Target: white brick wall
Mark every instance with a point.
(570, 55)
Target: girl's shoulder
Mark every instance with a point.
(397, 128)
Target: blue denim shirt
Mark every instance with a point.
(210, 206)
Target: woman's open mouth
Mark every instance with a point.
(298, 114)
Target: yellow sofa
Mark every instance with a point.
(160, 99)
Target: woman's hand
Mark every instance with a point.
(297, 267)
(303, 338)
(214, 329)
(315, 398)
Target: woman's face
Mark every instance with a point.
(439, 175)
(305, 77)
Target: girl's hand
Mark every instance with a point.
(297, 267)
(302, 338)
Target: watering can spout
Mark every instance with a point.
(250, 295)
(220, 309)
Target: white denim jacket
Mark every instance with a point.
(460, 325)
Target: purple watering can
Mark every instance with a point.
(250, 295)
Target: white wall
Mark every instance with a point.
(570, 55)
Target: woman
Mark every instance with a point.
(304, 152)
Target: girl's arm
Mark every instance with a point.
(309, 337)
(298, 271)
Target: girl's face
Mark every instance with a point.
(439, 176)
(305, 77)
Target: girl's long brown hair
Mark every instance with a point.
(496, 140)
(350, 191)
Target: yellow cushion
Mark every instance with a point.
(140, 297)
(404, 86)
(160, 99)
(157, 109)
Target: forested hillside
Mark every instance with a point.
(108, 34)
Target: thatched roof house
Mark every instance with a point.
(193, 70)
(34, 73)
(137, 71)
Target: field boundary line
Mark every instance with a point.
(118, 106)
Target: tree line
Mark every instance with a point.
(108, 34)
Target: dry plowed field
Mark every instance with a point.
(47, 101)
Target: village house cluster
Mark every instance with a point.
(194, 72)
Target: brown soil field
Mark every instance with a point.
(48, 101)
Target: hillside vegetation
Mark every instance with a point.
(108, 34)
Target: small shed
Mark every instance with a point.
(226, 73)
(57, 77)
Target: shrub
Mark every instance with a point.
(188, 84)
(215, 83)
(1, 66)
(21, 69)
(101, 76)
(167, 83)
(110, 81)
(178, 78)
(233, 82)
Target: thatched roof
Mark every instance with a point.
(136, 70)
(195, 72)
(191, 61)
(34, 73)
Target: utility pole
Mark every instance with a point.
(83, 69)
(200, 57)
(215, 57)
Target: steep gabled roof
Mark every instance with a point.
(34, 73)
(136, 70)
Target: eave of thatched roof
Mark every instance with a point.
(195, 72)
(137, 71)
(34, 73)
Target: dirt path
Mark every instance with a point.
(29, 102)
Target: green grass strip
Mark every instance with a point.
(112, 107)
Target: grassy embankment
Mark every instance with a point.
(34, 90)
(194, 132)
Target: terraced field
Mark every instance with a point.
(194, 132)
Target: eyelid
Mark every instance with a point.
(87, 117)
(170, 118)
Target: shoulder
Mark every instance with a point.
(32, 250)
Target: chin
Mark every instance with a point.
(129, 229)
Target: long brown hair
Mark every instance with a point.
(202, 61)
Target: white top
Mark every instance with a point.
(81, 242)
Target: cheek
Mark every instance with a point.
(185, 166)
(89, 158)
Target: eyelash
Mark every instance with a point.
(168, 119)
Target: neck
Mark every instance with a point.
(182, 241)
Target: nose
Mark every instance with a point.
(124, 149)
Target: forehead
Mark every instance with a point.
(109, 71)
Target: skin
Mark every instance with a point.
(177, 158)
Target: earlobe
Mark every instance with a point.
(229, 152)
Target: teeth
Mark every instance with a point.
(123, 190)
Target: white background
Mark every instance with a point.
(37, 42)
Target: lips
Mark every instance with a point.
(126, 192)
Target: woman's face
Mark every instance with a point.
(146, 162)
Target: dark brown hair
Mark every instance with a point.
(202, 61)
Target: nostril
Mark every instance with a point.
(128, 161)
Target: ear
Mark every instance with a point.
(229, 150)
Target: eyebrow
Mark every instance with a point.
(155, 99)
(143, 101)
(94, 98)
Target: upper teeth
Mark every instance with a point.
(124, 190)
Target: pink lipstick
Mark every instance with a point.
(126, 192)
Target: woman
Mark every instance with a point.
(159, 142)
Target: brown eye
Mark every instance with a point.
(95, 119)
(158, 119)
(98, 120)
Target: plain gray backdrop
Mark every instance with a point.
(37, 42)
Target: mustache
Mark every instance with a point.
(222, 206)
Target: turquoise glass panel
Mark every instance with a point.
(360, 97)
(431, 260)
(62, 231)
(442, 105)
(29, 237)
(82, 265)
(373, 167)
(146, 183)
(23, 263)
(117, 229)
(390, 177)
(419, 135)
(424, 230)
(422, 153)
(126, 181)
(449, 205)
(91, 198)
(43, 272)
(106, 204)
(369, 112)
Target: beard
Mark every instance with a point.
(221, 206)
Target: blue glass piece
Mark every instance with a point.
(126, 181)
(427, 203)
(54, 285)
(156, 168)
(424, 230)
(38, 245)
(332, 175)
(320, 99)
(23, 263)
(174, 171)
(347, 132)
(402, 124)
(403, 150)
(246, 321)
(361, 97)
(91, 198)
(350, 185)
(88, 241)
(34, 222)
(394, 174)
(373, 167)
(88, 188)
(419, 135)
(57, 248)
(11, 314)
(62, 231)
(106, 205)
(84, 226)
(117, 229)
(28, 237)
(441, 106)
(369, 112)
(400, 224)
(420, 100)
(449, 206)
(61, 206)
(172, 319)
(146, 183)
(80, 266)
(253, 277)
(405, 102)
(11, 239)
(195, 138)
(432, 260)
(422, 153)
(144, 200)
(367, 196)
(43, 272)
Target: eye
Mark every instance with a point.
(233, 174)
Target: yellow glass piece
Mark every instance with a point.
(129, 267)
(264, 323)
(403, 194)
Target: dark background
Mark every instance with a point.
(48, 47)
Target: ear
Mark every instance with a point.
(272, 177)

Exercise goal: Among the lines above, find those with the word "hand". Copy them.

Response box:
Target: woman's hand
Target: girl's hand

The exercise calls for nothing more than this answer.